### [Texte fourni]

◇ ◇ ◇ ◇ ◇ ◇ ◇

Nicolas Hulot et Jean-Albert Lièvre, Le Syndrome du Titanic
"Le Syndrome du Titanic évoque bien sûr l'attitude des passagers du célèbre paquebot qui continuaient à danser et à festoyer sans réaliser la proximité avec l'iceberg fatal. Autrement dit, si nous ne changeons pas de direction, nous courrons à la catastrophe." Nicolas Hulot.
Je vais rarement au cinéma et il est encore plus rare que j'en revienne affecté, pour ne pas dire infecté par ce que j'y ai appris à observer. Le Syndrome du Titanic, premier film co-réalisé par Nicolas Hulot et Jean-Albert Lièvre, n'est pas un documentaire écologiste de plus parmi ceux que l'on a pu voir ces trois dernières années. Que l'on est bien loin ici des visions misérabilistes et sentimentalistes d'un Al Gore dans un 4x4 ou d'un Yann Arthus-Bertrand en hélicoptère qui, à coup de morale ou d'images haute définition, nous plongeaient dans une intrigue apocalyptique en nous peignant leur vérité dérangeante ! C'est en véritable humaniste que Nicolas Hulot dresse un constat de l'Homme occupant sa planète. S'appuyant sur sa propre expérience, il nous confie discrètement, calmement, raisonnablement ses doutes et ses craintes sur le monde dans lequel on vit, sur la crise économique, sociale, culturelle, démographique, énergétique... que traverse notre époque.

◇ ◇ ◇ ◇ ◇ ◇ ◇

### [Données fournies]
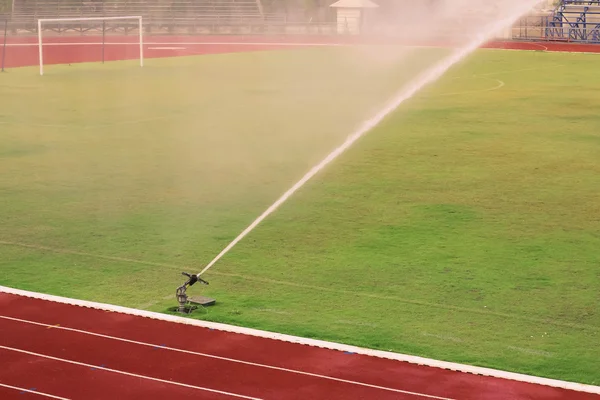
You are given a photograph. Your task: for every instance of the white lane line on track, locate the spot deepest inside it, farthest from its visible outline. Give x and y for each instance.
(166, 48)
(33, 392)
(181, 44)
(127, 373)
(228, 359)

◇ ◇ ◇ ◇ ◇ ◇ ◇

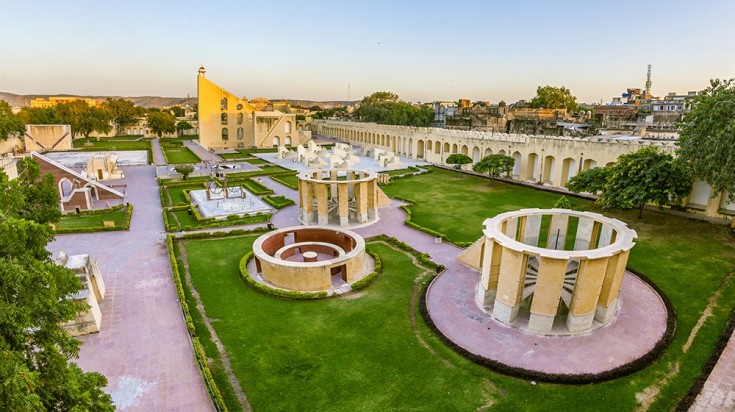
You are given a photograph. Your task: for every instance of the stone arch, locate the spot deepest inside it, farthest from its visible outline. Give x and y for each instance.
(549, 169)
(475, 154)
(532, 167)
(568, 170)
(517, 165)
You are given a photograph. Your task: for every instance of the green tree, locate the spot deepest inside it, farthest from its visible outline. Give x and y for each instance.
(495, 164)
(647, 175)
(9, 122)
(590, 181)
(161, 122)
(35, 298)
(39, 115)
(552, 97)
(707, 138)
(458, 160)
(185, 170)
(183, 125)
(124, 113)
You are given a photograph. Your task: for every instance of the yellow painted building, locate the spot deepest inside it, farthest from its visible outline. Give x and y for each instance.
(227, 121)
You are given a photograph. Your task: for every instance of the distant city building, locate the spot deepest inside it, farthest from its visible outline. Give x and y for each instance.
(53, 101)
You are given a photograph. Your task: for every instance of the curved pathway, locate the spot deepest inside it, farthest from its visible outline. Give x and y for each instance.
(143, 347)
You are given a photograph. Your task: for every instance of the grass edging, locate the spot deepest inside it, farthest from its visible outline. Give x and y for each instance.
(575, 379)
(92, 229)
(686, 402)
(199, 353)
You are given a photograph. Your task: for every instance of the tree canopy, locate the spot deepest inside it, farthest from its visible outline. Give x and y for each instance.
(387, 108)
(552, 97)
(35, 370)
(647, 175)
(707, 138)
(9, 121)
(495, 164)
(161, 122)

◇ ◇ ◇ ◇ ◇ ◇ ◇

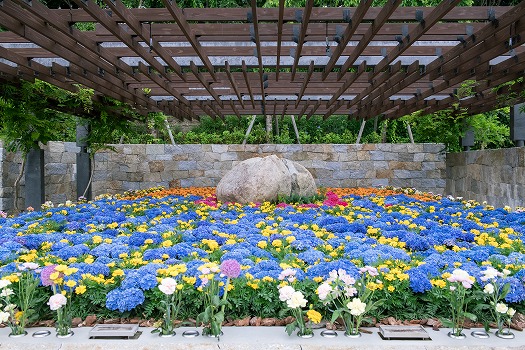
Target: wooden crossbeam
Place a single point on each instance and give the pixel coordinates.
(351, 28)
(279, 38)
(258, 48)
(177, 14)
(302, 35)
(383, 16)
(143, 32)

◇ ◇ ◇ ◇ ◇ ◇ ◇

### [Consigne A]
D'après la critique du film Le Syndrome du Titanic, avec qui Nicolas Hulot a-t-il co-réalisé ce film ?
### [Consigne B]
Prolongez la critique du film Le Syndrome du Titanic à partir de sa dernière phrase.

### [Réponse A]
Avec Jean-Albert Lièvre.

### [Réponse B]
A défaut d'être simplement descriptif et énumératif, le film témoigne d'une démarche de géographe en tenant compte d'une conception spatiale, dynamique, culturelle, civilisationnelle de cette crise. Il nous conduit vers la réflexion en soulignant des paradoxes : « comment se résigner quand on sait que le superflu des uns est sans limite alors que l'essentiel des autres n'est même pas satisfait ? », comment admettre que « 20 % de la population se partage 80 % de l'énergie produite » ? Si le progrès a permis à l'homme de s'adapter à tous les milieux, de se rapprocher des autres, de satisfaire tous ses besoins, comment peut-on croire encore en l'abondance quand, nous dit Hulot, on ne découvre que la rareté ? Dans ce monde devenu ville, dans cette ère dominée par les hypermarchés, l'homme est victime du progrès. En confondant progrès et performance, en agissant au nom de sa propre liberté, l'homme a dépassé toutes les limites qu'il aurait dû se fixer et sombré dans l'excès.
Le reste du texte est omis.